Thursday, January 9, 2020

Faithful vs. Fearful: It Matters Who’s Victorious

2003 photo of "Old Faithful," by Phil 
Konstantin, via Wikipedia.
When you hear the word “faithful," what comes to mind? A loyal pooch – maybe even a service dog – that’s always there when needed, no matter what? A spouse who has never strayed, even in times when their own trust was put to the test? Or perhaps, an employee who has worked for a company without fail, even in periods of great adversity? The geyser, “Old Faithful,” in Yellowstone Park that spouts off predictably every day?

I’m tempted to think in those terms as well, but at its heart, faithful means to be “full of, or filled with faith.” This faith, in turn, might be the single-most factor that enables a canine to be there whenever needed, a spouse to remain true to his or her wedding vows, or a worker to continue to carry out job responsibilities even during tough times.

As we read the Scriptures, we find the term “faithful” used somewhat differently, however. For instance, in one of my favorite verses, 2 Timothy 2:2, the apostle Paul admonishes, “And the things you have heard from me in the presence of many witnesses, these entrust to faithful men who will be able to teach others also.” Okay, you might be thinking, but what does Paul mean by “faithful”?

- [Dataset extract]
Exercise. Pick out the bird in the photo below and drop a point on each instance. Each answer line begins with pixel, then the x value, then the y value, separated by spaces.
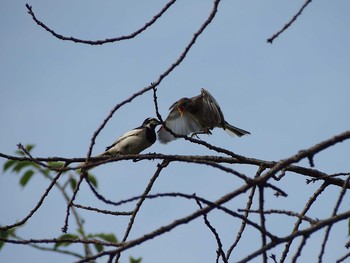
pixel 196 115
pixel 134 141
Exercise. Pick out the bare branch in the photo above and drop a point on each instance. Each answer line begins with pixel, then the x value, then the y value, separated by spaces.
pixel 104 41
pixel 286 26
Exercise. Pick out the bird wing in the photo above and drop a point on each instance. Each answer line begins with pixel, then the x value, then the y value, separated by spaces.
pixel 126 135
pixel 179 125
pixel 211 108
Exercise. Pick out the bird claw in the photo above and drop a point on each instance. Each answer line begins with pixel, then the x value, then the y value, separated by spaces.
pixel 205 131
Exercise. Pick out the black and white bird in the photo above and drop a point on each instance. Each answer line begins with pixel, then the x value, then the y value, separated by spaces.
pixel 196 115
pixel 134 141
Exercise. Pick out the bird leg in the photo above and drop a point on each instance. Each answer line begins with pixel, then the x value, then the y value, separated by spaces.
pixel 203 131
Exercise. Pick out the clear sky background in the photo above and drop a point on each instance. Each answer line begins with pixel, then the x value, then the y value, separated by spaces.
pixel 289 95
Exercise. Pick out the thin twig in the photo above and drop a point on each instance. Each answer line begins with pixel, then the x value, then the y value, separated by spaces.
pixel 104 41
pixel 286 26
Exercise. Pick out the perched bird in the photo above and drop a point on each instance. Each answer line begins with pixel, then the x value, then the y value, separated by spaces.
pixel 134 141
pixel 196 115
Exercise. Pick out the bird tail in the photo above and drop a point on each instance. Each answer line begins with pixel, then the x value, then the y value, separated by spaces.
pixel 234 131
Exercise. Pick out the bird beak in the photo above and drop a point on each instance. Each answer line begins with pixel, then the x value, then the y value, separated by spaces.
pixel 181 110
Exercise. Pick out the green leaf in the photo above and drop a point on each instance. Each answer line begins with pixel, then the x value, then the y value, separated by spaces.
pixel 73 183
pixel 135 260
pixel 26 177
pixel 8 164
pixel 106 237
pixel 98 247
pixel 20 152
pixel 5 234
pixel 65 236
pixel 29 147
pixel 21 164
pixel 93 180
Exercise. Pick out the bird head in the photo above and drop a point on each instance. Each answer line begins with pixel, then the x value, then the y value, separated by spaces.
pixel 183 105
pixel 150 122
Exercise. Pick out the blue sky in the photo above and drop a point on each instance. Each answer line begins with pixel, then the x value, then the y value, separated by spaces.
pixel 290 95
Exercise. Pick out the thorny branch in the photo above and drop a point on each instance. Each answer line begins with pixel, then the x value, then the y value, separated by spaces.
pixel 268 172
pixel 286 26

- [Written tasks]
(a) Answer these questions using the faithfulness post.
(i) Which geyser in Yellowstone Park is mentioned?
(ii) What does the word "faithful" mean at its heart?
(iii) Which verse is called one of the writer's favorites?
(b) Return the passage of the faithfulness post that runs from "I’m tempted to" up to and including "during tough times.", copied word for word.
Answer from the faithfulness post only, and set the entries aside.

- [Answers below]
(a)
(i) Old Faithful
(ii) To be "full of, or filled with faith."
(iii) 2 Timothy 2:2

(b)
I’m tempted to think in those terms as well, but at its heart, faithful means to be “full of, or filled with faith.” This faith, in turn, might be the single-most factor that enables a canine to be there whenever needed, a spouse to remain true to his or her wedding vows, or a worker to continue to carry out job responsibilities even during tough times.